> Document:
A l’occasion de la journée internationale des droits de la femme, célébrée chaque année le 8 mars, on vous propose de revenir sur la superbe lettre ouverte de Stephen Curry en 2018 sur l’égalité entre les hommes et les femmes.
« Il y a ce miracle qui s’est passé à la maison. Avant que ça se termine, j’ai eu le sentiment que je devais mettre tout ça sur papier, juste pour être sur d’avoir un document le prouvant.
Riley, notre fille de 6 ans veut être comme ses parents. Je sais, je sais, ça ne sera pas comme ça pour toujours. Et je sais que cette phase rebelle arrive. Bref, on a demandé à Riley : « Hey Ri Ri, qu’est-ce que tu voudras faire quand tu seras plus grande ? »
Elle a répondu : « Une joueuse de basket cuisinière ».
Comme je l’ai dit, cette fille sent vraiment bien ses parents ces derniers jours.
Maintenant, je ne vais pas mentir : la dernière fois qu’on a demandé, elle hésitait entre « maquilleuse » et « cavalière », donc qui sait vraiment quoi faire avec ça. Je ne vais pas prétendre non plus qu’on a compris la logistique. Est-ce qu’elle va commencer avec un livre de recette, puis ensuite jouer au basket ? Ou est-ce qu’elle va d’abord jouer puis construire son empire de restaurants ?
Dans tous les cas, les qualités sont là. Elle dribble 100 fois à la suite maintenant, sans s’arrêter, et on travaille sur sa main gauche.
Ensuite, pour la partie cuisinière, Riley fait tout : des pâtes, des gateaux, des œufs, du… slime. Elle a installé une caméra et elle fait un laboratoire, elle prétend qu’elle a un genre de show sur Youtube. C’est fou. Je ne recommanderais pas de manger son slime (trop gluant), mais les fondamentaux, ils apparaissent déjà : du haut niveau de créateur de recettes, et un choix très créatif de couleurs.
Dans tous les cas, c’est cool. Et en étant sérieux, avoir une fille qui pense que ses parents sont tellement des modèles qu’elle veut être comme eux… je suis béni.
Mais en même temps, vous savez, Riley arrive à un âge, cet âge où elle va vraiment commencer à être sa propre personne. Ça va aussi être un apprentissage pour moi.

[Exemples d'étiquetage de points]
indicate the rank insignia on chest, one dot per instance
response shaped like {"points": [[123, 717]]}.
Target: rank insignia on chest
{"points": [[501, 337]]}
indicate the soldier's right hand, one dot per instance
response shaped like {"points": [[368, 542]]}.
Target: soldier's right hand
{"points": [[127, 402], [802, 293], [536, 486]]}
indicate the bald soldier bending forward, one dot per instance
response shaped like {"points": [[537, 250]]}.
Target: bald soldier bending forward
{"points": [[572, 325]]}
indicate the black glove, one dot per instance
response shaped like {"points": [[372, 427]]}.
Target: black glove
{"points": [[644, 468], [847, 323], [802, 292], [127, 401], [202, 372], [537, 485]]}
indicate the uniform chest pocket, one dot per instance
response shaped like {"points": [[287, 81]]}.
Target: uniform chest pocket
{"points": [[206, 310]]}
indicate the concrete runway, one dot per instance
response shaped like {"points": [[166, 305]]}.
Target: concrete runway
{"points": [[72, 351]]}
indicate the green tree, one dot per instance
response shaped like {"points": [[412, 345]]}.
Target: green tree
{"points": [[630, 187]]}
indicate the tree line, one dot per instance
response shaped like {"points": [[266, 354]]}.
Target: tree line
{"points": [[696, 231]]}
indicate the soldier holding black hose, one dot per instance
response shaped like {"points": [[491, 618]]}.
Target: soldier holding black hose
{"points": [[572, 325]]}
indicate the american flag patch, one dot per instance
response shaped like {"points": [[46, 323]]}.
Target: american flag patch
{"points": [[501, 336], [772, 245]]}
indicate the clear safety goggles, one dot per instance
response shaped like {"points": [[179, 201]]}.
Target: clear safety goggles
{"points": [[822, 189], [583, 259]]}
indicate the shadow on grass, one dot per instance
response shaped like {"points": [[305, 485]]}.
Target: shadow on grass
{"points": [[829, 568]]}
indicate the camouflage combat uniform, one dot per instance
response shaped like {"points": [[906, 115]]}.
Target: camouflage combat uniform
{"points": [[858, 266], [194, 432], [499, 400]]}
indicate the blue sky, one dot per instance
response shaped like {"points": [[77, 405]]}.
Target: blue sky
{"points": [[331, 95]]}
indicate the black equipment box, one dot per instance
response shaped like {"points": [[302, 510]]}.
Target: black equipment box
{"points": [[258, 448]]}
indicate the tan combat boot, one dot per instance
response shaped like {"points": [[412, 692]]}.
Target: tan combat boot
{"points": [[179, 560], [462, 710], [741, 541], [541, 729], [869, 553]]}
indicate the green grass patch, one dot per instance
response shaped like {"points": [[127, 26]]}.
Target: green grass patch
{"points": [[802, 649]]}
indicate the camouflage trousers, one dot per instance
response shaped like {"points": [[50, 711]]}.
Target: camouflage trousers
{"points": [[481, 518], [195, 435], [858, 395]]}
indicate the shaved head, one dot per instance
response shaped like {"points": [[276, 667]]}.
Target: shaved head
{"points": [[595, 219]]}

> Consigne 1: D'après le texte sur la lettre de Stephen Curry, pourquoi a-t-il voulu tout mettre sur papier ? Réponds en une à trois phrases.
> Consigne 2: Reproduis à l'identique le passage du texte sur la lettre de Stephen Curry qui commence par « Riley, notre fille » et se poursuit jusqu'à « ces derniers jours. ».
La liste provient d'une autre source que le texte.

> Résultat de l'exercice 1: Il avait le sentiment de devoir tout écrire avant que le « miracle » survenu à la maison ne se termine. Il voulait simplement être sûr d'avoir un document qui le prouve.

> Résultat de l'exercice 2:
Riley, notre fille de 6 ans veut être comme ses parents. Je sais, je sais, ça ne sera pas comme ça pour toujours. Et je sais que cette phase rebelle arrive. Bref, on a demandé à Riley : « Hey Ri Ri, qu’est-ce que tu voudras faire quand tu seras plus grande ? »
Elle a répondu : « Une joueuse de basket cuisinière ».
Comme je l’ai dit, cette fille sent vraiment bien ses parents ces derniers jours.